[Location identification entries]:
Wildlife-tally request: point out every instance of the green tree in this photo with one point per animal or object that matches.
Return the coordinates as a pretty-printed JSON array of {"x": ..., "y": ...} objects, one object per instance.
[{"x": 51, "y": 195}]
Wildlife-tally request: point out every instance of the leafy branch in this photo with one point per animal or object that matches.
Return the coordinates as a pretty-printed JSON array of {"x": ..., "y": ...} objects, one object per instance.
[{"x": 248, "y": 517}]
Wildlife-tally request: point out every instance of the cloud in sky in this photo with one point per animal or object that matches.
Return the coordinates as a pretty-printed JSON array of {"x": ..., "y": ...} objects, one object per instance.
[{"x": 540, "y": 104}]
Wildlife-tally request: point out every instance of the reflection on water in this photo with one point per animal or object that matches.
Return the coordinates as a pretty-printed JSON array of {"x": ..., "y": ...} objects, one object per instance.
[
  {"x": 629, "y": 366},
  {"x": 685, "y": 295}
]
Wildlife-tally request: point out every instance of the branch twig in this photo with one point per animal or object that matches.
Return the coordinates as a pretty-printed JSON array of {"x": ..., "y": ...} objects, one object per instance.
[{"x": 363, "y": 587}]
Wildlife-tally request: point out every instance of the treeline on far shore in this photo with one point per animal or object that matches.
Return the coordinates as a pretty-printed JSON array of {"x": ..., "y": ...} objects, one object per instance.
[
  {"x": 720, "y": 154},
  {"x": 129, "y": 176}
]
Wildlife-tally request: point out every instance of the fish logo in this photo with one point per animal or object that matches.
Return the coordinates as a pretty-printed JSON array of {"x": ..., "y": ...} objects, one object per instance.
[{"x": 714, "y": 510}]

[The problem]:
Copy the lines between the one holding "Wildlife-tally request: point out every instance of the treeline" and the end of the entries, inclusive, with 129 added to every coordinate in the answers.

[Response]:
Wildlife-tally request: point out every instance of the treeline on far shore in this photo with one point per animal or object that matches.
Return the coordinates as a pretty-printed JSON array of {"x": ..., "y": ...} objects, one object per instance.
[
  {"x": 849, "y": 283},
  {"x": 258, "y": 305}
]
Wildlife-tally request: point out every instance of the fish logo in this photo with one point per animal or object that matches.
Return the coordinates as a pretty-printed JSON array of {"x": ..., "y": ...} objects, one object per instance.
[{"x": 843, "y": 639}]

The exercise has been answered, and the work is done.